------ Source text

On this same tour, we performed on an inordinate number of raked stages. Due to the stress put on my body from performing on a surface I wasn’t used to, as well as the rigors of touring, I pulled a muscle in my ankle and spent four hours in an emergency room getting it taped properly so I could perform the next day.
The last stop of the tour was the Munich State Opera House, where we performed for 2,200 people and reveled in eight curtain calls. At this point, we were all exhausted. I, however, wasn’t done yet. While the rest of the company went home, I flew to Denmark for a freelance teaching and rehearsing job. I was hired by Nini Thieland, a 90-year-old Danish ballerina who danced with Mikhail Fokine and was one of Salvadore Dali’s muses, to learn a piece that she had choreographed at 16.

------------

** The request **
Carry on the dance tour account from the point where it stops. The lines that come next have no connection to the dance tour account.

------ Data section

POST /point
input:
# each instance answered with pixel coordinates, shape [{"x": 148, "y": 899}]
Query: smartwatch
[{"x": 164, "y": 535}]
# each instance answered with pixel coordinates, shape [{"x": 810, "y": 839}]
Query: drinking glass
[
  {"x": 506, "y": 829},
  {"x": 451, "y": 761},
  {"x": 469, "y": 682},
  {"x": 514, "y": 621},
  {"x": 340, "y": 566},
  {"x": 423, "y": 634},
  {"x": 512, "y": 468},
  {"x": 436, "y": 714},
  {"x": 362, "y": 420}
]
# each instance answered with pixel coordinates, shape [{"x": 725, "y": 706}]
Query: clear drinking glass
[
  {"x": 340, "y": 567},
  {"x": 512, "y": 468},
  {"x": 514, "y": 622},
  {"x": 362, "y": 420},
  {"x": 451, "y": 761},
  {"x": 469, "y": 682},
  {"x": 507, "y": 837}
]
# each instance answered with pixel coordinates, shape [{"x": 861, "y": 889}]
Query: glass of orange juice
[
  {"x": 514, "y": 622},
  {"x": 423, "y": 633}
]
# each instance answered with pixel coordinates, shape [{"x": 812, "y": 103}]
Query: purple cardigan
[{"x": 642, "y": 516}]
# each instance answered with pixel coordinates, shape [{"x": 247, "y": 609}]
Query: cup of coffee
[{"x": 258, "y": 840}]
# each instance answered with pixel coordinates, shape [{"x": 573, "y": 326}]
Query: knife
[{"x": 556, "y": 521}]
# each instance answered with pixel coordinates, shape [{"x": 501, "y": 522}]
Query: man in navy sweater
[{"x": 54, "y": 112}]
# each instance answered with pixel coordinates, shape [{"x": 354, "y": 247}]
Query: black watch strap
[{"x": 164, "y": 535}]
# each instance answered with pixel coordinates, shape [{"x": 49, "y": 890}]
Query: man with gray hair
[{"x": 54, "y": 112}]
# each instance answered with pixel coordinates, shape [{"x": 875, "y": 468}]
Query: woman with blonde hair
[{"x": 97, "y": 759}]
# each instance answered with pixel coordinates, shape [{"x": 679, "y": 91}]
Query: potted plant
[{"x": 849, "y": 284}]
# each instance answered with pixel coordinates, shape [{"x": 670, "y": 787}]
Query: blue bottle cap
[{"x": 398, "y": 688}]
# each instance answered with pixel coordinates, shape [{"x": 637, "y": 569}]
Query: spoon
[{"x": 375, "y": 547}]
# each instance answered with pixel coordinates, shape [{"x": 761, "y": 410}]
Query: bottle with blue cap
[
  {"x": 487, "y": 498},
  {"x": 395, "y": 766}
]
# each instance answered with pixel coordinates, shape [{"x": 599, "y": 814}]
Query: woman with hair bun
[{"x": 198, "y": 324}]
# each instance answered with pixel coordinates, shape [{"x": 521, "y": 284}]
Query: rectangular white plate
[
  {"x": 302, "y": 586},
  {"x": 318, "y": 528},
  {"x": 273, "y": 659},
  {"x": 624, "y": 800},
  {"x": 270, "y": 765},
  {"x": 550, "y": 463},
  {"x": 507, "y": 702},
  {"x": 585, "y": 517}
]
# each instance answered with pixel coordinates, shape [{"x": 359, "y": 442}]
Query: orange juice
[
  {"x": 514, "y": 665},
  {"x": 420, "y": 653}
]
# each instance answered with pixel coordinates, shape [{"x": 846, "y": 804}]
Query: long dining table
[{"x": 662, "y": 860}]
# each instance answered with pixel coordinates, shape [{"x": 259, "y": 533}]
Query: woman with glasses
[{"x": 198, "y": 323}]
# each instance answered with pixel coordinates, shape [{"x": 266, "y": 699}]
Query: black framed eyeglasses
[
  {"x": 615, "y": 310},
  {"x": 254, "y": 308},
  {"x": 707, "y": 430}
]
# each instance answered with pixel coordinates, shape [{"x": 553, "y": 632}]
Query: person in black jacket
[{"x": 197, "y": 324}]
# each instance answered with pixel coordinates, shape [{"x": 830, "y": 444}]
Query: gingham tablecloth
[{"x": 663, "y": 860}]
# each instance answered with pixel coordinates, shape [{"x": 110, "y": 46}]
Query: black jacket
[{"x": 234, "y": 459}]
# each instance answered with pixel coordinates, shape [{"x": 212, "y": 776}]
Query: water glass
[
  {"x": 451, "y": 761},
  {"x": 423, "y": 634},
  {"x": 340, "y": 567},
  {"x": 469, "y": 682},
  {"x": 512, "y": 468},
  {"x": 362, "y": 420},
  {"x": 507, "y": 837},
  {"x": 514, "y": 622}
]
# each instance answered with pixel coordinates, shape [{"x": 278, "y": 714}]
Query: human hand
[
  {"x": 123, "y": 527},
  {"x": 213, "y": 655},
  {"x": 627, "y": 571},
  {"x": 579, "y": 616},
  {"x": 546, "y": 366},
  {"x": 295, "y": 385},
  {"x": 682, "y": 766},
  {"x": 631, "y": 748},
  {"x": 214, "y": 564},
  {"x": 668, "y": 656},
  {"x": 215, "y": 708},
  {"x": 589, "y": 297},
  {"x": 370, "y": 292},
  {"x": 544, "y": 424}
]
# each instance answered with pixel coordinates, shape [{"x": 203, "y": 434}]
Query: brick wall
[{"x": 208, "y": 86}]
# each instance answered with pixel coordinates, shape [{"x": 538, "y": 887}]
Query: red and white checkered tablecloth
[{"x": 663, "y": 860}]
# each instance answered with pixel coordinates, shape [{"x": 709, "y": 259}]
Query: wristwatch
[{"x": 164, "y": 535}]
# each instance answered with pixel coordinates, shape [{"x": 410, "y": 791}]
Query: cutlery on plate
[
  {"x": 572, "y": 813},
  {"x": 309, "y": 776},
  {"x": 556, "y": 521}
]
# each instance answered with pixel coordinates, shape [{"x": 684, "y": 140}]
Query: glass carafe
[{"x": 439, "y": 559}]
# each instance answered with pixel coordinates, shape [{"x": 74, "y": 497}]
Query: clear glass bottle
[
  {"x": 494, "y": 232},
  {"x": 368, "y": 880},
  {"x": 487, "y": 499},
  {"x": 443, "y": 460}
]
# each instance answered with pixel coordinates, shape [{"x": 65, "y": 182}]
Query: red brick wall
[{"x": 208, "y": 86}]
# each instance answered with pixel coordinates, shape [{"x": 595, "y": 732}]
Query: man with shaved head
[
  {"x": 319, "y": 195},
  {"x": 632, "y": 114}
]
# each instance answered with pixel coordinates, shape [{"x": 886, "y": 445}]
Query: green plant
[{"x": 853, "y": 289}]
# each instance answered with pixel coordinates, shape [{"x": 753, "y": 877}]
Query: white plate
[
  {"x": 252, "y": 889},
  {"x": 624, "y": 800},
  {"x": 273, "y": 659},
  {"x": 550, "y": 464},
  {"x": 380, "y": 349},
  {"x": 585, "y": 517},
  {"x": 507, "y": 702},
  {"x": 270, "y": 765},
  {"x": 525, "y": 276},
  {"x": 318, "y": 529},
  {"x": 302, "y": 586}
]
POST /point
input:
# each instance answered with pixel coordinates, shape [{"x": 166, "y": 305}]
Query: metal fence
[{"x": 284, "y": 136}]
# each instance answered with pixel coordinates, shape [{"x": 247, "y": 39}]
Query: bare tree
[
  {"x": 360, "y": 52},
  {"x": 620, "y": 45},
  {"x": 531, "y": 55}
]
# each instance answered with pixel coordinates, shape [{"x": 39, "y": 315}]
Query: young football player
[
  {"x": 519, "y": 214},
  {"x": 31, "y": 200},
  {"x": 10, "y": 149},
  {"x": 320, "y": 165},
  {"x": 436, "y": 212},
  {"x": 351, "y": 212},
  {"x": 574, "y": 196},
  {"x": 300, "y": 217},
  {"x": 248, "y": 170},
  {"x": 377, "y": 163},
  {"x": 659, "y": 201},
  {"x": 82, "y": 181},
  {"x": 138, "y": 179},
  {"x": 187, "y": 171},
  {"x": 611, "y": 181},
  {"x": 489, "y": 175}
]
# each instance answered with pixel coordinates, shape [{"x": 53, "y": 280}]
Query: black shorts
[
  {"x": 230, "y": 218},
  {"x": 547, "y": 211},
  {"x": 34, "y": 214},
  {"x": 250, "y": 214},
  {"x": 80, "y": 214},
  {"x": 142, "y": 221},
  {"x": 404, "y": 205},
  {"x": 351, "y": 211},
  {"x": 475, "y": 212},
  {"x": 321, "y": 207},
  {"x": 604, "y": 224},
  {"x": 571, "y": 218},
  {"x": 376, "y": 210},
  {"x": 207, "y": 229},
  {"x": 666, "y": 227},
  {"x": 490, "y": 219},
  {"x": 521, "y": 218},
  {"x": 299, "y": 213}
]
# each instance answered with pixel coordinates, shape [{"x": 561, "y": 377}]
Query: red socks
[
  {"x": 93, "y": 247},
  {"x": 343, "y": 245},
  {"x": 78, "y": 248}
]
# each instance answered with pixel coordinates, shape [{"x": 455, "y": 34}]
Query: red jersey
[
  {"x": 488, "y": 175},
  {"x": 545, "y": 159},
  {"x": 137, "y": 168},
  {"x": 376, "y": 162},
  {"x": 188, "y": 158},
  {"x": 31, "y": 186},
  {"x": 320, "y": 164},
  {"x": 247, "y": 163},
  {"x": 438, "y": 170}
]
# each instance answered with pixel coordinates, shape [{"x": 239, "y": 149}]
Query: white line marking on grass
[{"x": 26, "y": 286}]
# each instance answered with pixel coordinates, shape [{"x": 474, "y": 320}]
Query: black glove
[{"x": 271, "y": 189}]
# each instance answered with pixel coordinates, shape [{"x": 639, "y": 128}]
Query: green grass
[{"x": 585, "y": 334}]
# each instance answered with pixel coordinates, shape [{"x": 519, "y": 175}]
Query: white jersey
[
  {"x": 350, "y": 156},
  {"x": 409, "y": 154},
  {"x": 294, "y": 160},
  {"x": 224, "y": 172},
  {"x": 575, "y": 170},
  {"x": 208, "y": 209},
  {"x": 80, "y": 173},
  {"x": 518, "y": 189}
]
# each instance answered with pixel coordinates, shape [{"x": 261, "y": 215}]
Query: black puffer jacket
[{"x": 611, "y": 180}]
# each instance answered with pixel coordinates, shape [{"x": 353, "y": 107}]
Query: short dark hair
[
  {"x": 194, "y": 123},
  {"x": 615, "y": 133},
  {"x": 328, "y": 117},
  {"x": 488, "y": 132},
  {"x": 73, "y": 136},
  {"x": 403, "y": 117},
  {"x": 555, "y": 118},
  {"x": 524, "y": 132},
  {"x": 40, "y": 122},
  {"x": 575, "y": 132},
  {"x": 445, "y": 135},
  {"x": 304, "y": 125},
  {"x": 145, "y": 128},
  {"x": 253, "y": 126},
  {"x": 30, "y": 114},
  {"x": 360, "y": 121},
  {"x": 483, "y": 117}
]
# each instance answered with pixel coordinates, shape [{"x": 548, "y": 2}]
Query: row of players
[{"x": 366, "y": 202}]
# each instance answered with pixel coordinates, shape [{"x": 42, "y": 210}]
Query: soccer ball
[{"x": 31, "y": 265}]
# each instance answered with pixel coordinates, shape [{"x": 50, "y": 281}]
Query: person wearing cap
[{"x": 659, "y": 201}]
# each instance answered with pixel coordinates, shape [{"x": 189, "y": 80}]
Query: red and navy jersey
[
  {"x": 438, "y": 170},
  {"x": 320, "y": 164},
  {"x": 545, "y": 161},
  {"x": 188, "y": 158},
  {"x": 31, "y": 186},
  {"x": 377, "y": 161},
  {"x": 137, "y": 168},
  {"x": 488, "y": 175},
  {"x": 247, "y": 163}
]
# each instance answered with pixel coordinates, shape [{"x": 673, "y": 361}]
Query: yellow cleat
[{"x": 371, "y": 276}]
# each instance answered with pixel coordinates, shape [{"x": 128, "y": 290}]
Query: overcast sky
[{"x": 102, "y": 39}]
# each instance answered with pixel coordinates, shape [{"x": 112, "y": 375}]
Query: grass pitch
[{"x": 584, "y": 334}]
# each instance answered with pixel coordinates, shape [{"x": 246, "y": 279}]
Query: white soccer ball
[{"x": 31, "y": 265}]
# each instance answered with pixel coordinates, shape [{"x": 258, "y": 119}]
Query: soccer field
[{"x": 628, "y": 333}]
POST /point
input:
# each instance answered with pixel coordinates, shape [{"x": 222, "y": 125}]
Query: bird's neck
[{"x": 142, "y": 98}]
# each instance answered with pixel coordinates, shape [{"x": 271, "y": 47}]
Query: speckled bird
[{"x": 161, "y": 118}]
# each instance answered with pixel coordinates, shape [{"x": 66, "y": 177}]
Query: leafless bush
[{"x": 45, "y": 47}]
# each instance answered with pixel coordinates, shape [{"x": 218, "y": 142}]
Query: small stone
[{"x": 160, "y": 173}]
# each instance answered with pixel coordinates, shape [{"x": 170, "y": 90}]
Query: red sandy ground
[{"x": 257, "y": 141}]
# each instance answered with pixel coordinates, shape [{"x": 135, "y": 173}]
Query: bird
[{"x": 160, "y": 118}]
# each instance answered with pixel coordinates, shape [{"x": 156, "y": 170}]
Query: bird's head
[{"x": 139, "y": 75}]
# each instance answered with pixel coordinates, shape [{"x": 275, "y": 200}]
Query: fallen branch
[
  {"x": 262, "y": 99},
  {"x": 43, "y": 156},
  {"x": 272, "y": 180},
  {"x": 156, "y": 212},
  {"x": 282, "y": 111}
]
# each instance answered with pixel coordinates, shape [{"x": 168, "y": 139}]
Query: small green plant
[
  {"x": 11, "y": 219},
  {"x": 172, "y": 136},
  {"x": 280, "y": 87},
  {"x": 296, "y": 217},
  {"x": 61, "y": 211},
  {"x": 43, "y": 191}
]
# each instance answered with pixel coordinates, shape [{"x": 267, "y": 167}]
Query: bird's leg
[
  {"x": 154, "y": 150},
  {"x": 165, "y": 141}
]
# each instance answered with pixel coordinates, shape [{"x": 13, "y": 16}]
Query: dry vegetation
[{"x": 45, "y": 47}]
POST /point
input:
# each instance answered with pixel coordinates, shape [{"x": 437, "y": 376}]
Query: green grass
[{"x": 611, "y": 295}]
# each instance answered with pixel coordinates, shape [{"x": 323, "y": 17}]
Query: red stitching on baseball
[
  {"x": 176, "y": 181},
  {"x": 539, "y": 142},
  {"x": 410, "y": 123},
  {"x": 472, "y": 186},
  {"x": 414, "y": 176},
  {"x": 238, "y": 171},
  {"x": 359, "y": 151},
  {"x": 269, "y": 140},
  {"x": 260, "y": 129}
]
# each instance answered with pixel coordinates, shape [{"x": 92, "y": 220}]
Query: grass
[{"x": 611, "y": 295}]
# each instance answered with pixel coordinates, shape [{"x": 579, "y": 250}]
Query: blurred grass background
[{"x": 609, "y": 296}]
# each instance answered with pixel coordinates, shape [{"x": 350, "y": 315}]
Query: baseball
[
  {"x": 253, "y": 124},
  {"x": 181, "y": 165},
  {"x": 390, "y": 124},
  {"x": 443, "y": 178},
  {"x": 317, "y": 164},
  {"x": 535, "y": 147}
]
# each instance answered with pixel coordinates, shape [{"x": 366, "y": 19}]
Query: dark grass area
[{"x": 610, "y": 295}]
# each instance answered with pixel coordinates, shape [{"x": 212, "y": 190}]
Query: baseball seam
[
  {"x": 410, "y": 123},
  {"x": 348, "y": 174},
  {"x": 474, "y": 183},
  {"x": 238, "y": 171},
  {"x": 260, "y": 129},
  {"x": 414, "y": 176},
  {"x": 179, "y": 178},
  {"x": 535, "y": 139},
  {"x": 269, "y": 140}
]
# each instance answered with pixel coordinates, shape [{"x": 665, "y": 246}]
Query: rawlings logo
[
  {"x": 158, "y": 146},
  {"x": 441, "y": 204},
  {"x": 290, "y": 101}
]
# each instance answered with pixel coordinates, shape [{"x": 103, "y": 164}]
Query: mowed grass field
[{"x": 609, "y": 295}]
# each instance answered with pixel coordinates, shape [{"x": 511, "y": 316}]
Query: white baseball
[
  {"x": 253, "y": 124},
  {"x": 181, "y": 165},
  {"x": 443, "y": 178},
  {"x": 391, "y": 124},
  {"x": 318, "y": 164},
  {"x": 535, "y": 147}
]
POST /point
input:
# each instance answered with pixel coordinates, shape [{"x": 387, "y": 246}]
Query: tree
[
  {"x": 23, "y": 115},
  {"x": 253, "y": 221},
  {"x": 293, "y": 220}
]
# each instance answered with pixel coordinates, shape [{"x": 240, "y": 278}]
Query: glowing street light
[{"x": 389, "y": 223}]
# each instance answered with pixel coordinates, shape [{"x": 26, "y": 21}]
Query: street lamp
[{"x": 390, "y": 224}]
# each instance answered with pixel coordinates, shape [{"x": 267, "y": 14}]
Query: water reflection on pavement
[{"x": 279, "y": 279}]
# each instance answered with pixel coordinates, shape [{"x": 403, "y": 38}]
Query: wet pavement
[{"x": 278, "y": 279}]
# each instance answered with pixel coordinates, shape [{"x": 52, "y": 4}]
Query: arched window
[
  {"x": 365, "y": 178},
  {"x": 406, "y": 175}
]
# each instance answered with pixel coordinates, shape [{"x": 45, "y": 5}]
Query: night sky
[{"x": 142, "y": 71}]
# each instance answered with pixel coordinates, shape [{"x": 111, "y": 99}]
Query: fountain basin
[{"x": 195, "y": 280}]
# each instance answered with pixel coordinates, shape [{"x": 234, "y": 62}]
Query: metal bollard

------------

** Task response **
Afterwards, I met the Limón company in Alaska, where the sun beamed for 19 hours a day. We had four performances in a 52-hour period, which included traveling at 6 am and performing that same evening in a space three times smaller than the one before. Things in this business are never predictable, so it helps to keep an open mind and a positive energy (not to mention lots of coffee).
After a while, your body begins to make decisions for you. As much as I work to maintain consistent technique, some days I wake up with an inability to turn, or my coordination seems off. I survive these moments by realizing that every day is different and nothing is permanent. Then I focus on something else—usually a vacation!
A professional dancer’s adaptability is an important asset because it helps when coping with the long tours, few rehearsals, unemployment stints, relationship struggles both inside and outside of companies, health concerns, living out of a suitcase, marketing yourself and making and keeping contacts. When learning to embrace these elements, it becomes vital not to limit yourself to one technique or style. If you want to eat, you have to work; if you want to work, you have to make yourself as valuable to a choreographer as possible.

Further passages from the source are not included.